▶ WHAT YOU WILL DO
Locate every line in the records below that contains the string "wheel", and copy each of those lines.

▶ ITEMS
# # #

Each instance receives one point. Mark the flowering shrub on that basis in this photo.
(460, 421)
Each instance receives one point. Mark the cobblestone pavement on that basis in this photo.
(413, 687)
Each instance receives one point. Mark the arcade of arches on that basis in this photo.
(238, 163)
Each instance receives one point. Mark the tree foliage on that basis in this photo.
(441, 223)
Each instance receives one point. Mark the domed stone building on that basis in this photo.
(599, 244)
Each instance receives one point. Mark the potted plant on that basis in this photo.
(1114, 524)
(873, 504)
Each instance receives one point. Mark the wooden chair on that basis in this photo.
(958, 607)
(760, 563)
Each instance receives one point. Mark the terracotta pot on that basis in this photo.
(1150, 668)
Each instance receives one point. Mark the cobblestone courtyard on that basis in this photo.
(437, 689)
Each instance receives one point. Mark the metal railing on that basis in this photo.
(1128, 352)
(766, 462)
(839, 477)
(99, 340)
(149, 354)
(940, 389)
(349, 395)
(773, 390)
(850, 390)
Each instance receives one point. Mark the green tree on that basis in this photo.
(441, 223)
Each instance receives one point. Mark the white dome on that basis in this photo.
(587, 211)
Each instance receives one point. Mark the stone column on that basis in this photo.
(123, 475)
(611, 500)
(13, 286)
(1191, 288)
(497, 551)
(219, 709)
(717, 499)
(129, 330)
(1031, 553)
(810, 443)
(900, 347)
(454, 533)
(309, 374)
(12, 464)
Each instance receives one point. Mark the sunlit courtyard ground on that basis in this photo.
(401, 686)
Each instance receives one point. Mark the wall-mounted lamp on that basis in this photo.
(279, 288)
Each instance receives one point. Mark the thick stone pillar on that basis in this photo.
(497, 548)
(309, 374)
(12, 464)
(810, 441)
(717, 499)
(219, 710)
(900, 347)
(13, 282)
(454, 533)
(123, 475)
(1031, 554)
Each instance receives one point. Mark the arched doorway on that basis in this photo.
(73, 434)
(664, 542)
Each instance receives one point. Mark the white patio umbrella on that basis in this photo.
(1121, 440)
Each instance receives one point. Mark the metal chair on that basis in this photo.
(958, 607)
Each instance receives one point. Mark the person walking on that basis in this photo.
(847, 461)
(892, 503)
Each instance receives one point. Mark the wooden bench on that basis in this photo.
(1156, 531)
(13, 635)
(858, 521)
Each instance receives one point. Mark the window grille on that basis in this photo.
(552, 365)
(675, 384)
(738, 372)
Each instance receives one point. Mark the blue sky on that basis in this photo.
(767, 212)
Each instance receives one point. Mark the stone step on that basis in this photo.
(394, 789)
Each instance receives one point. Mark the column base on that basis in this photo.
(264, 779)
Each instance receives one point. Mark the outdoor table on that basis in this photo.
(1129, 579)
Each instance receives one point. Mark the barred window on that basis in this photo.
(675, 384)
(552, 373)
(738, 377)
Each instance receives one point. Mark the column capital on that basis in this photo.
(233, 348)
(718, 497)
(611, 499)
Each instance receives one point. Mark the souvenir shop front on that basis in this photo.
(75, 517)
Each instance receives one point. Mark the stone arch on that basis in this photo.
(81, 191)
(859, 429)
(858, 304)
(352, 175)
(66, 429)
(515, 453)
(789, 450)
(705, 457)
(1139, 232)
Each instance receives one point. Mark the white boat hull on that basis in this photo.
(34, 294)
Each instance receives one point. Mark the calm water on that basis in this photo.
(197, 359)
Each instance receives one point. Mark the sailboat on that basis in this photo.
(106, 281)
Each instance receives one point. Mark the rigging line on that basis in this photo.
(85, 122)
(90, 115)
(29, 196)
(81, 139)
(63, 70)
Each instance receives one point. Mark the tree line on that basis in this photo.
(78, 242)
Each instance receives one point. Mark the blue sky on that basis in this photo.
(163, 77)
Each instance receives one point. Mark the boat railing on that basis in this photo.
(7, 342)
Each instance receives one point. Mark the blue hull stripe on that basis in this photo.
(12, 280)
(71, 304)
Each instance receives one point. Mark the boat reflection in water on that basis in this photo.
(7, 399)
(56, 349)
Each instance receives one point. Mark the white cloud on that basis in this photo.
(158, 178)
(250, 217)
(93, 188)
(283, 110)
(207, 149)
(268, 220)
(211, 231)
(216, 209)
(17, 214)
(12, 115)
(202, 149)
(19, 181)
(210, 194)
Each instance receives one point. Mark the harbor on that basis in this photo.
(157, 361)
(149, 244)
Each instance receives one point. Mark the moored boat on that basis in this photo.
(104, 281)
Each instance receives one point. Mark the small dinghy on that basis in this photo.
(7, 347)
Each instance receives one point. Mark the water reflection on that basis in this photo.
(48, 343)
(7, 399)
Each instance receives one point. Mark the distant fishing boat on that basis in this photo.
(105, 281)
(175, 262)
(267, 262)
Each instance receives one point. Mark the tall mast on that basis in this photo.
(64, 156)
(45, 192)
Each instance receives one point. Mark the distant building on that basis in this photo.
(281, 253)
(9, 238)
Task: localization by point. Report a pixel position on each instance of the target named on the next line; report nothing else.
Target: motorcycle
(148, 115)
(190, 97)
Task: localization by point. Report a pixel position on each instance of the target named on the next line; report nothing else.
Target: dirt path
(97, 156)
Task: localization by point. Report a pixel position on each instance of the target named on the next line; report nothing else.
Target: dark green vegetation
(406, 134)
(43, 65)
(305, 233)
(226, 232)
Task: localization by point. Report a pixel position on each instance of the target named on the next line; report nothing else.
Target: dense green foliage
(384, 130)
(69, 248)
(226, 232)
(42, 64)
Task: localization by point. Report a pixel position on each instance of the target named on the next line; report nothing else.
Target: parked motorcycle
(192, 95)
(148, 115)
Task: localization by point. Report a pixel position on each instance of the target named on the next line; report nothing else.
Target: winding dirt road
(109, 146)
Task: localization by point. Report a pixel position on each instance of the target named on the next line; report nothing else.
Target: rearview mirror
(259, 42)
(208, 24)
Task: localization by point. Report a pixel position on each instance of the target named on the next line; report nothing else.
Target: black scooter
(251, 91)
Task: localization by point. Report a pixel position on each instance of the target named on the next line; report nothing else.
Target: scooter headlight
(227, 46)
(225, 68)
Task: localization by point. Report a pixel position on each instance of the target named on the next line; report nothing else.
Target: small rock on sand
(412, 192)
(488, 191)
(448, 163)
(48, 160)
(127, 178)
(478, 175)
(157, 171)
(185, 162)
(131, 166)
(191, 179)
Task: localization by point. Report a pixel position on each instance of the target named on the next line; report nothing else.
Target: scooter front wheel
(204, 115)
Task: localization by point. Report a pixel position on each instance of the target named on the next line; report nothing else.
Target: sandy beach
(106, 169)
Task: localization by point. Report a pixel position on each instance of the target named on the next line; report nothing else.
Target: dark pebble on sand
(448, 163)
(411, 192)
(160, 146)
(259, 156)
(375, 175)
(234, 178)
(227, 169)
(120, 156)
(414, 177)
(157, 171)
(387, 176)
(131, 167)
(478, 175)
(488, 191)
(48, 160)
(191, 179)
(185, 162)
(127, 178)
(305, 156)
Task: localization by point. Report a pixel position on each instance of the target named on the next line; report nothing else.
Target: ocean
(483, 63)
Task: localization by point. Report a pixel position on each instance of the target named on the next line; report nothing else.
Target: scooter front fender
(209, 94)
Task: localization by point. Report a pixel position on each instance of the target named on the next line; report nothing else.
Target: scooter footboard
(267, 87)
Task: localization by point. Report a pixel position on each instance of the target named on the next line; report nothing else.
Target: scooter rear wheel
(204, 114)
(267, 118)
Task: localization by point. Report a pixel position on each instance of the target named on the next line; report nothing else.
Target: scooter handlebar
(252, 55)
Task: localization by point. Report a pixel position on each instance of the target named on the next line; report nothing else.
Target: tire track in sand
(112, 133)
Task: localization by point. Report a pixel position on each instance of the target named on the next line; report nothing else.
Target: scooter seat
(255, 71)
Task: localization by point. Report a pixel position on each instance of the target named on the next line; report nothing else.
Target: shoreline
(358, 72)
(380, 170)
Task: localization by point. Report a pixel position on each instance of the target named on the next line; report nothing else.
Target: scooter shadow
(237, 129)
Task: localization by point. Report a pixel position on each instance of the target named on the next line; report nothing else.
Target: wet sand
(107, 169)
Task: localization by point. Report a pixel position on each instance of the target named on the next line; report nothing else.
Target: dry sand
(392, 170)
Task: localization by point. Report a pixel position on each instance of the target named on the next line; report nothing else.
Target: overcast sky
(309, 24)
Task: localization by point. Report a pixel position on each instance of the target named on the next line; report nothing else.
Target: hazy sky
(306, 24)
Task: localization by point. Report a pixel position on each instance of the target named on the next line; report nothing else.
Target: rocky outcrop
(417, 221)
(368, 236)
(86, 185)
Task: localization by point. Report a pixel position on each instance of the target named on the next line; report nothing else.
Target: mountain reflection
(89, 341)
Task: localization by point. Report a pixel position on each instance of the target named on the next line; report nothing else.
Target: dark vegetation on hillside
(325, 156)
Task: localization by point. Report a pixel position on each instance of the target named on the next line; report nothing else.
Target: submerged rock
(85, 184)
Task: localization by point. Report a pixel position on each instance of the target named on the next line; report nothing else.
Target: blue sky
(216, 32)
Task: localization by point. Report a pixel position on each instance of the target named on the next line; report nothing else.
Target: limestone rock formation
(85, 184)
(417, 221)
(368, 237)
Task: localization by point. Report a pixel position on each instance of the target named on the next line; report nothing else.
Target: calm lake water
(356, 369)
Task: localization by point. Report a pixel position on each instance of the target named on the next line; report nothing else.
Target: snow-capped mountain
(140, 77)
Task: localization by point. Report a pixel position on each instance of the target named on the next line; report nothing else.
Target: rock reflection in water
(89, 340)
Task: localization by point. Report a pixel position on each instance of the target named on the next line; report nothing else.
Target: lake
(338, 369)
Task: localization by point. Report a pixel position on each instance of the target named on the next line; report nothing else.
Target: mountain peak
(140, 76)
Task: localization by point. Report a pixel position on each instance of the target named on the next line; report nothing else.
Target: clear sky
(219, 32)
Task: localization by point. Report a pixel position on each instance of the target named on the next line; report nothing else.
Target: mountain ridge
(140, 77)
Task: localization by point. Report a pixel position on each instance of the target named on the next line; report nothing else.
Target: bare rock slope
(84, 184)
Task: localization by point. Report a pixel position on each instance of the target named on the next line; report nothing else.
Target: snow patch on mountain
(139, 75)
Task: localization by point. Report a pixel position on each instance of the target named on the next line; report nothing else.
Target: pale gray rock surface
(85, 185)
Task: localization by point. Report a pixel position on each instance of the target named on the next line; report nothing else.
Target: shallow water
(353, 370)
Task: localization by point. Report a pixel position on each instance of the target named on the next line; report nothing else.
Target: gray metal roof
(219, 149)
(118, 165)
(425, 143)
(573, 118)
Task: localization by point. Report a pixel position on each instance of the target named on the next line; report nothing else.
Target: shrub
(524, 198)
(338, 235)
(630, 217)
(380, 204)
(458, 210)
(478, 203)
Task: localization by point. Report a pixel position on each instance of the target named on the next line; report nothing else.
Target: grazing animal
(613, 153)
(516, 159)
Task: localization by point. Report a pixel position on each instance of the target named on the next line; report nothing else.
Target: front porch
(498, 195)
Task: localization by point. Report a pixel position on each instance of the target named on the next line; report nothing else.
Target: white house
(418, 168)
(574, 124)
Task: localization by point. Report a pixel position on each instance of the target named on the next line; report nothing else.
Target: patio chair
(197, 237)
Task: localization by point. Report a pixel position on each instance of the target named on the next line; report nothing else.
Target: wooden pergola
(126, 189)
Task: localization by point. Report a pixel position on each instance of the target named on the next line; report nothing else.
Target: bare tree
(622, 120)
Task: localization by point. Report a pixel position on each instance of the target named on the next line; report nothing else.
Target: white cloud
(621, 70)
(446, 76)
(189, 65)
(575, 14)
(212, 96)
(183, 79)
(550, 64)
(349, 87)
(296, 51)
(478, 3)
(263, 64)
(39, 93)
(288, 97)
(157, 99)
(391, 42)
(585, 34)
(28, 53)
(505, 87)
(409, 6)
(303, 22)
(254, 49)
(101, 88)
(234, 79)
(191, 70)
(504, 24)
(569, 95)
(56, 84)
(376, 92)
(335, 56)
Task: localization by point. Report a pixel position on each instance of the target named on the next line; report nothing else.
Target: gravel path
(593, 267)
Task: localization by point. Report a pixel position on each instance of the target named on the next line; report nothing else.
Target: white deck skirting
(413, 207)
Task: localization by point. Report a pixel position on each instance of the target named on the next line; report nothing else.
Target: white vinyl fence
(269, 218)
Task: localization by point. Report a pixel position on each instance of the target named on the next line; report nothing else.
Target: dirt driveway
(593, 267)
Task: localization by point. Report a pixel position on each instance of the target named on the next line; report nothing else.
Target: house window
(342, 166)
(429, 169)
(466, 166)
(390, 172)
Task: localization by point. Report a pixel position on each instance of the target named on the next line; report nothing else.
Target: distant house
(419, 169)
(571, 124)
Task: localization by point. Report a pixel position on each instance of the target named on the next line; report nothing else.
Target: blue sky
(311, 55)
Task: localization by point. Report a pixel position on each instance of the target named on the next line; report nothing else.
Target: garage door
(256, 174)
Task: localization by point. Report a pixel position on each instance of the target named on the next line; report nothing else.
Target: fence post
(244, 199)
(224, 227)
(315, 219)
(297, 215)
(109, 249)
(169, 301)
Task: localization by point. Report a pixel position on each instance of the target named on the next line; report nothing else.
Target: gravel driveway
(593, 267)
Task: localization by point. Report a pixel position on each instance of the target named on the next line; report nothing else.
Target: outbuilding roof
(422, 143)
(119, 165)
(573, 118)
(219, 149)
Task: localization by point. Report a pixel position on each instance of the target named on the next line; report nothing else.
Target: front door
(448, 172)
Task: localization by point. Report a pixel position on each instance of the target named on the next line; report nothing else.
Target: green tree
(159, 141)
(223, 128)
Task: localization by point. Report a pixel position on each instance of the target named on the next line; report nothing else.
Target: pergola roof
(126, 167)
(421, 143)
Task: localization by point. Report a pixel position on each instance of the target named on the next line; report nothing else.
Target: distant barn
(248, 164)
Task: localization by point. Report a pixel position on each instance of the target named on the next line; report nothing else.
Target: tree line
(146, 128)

# # #

▶ RESPONSE TO THE EXERCISE
Target: scooter front wheel
Target: scooter rear wheel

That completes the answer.